--- Start ---

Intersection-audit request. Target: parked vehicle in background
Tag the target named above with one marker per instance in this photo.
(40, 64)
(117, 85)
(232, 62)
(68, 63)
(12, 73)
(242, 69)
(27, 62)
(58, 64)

--- End ---

Set down every item above verbatim, line for line, with nothing changed.

Intersection-audit request. Target: parked vehicle in background
Tag the target named above with one marker per instance in this photo.
(40, 64)
(117, 85)
(232, 62)
(68, 63)
(12, 73)
(242, 69)
(27, 62)
(58, 64)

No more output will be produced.